> **Text under study**

Both low- and high-dose lenvatinib reduced tumor volume, while anti-PD-1 had no effect, alone or in combination. Although both low- and high-dose lenvatinib reduced vascular density, low-dose lenvatinib was superior in controlling tumor size. Lung metastases and survival were not improved with therapy despite the effects of lenvatinib on primary tumor size. Low-dose lenvatinib treatment led to a subtle reduction in the dominant Ly6G⁺CD11b⁺ myeloid cell population and was associated with increased CD4⁺ T cell infiltrate and enrichment in 4–1BB⁺ and granzyme B⁺ CD4⁺ T cells and FoxP3⁺ regulatory T cells. Polyclonal T cell expansion was evident in the majority of mice, suggesting that a tumor-specific T cell response was generated.

Conclusions:

The effects of lenvatinib on the immune response were most pronounced in mice treated with low-dose lenvatinib, suggesting that dose should be considered in clinical application. While the immune-modulating potential of lenvatinib is encouraging, alterations in the immune milieu and T cell activation status were insufficient to sustain durable tumor regression, even with added anti-PD-1. Additional studies are necessary to develop more effective combination approaches in low-mutation burden tumors, such as thyroid cancer.

Records from a dataset
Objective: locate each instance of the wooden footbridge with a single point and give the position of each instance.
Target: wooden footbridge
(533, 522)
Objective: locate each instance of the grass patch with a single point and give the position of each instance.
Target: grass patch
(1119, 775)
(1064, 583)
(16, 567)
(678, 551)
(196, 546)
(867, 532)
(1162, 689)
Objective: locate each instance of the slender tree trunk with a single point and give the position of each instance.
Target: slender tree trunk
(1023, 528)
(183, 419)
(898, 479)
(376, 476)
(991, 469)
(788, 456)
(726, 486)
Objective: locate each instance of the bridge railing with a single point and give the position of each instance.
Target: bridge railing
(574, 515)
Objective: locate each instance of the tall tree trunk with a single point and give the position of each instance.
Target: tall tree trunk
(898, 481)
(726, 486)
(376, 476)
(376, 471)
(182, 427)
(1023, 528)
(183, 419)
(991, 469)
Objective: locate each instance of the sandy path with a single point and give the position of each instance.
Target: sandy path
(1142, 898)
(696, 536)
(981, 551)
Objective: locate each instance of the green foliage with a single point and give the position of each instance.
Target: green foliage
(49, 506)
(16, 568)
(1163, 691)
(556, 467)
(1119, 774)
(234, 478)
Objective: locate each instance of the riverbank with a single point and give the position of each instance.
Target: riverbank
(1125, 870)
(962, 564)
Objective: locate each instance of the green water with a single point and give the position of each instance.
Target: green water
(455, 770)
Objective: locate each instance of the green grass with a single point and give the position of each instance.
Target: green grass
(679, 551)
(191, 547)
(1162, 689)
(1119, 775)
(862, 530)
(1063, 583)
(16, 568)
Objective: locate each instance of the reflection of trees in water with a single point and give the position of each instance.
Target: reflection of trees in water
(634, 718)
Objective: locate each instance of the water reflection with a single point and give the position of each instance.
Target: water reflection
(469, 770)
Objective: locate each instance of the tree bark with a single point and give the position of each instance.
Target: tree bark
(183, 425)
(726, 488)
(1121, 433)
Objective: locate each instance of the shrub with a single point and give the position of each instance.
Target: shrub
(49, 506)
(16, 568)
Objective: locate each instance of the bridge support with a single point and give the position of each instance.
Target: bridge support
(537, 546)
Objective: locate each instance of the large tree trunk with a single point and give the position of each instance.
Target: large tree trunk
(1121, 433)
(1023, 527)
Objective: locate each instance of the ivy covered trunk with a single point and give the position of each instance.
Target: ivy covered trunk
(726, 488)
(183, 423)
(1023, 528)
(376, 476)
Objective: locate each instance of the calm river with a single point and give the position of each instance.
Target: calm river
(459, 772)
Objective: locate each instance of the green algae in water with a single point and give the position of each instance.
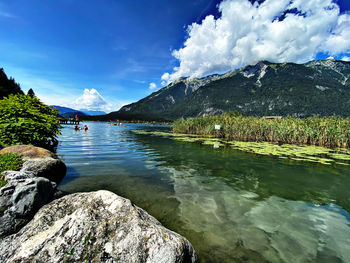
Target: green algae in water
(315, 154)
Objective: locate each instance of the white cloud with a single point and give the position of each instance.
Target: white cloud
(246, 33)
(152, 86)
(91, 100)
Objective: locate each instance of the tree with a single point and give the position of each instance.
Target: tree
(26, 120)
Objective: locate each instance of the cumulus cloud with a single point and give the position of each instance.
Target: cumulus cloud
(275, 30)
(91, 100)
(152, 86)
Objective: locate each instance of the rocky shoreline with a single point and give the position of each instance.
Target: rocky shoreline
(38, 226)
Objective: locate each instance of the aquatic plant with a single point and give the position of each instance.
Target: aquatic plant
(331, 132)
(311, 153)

==

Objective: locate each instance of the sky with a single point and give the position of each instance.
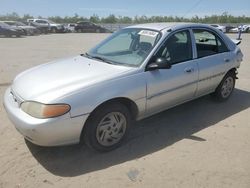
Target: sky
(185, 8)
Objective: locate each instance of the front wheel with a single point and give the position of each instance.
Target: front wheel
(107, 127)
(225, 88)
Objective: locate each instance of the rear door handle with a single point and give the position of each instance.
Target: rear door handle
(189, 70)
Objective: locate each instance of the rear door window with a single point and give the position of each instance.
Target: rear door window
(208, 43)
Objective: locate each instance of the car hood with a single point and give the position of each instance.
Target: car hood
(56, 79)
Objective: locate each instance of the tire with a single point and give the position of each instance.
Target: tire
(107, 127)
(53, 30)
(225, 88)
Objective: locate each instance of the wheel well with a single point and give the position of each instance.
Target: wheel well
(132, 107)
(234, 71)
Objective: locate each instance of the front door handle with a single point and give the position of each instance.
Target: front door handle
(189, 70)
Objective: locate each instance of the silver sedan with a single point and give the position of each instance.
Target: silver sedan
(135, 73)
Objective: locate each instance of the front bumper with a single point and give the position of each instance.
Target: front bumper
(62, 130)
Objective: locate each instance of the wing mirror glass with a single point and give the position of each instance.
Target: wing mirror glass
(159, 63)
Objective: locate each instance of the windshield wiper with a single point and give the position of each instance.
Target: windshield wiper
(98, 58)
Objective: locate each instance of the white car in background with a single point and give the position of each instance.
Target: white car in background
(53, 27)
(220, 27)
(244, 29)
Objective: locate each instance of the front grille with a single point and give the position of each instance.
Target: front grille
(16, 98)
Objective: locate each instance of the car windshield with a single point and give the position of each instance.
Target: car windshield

--

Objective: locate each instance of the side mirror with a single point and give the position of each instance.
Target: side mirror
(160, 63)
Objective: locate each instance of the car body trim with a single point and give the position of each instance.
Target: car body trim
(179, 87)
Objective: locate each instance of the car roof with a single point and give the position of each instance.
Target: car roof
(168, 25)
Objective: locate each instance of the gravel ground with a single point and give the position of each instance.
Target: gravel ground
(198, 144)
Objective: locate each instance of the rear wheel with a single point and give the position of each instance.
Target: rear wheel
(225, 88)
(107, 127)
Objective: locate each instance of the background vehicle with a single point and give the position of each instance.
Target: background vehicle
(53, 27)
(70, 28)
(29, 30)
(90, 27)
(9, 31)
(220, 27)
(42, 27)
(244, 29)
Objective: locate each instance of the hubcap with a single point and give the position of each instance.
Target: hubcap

> **To do**
**1.** In the lenvatinib text, which dose of lenvatinib did better at controlling tumor size?
**2.** Print the part of the lenvatinib text from "The effects of lenvatinib on the" to "as thyroid cancer.".
These records were taken from a separate source.

> **Results by task**
**1.** Low-dose lenvatinib.

**2.**
The effects of lenvatinib on the immune response were most pronounced in mice treated with low-dose lenvatinib, suggesting that dose should be considered in clinical application. While the immune-modulating potential of lenvatinib is encouraging, alterations in the immune milieu and T cell activation status were insufficient to sustain durable tumor regression, even with added anti-PD-1. Additional studies are necessary to develop more effective combination approaches in low-mutation burden tumors, such as thyroid cancer.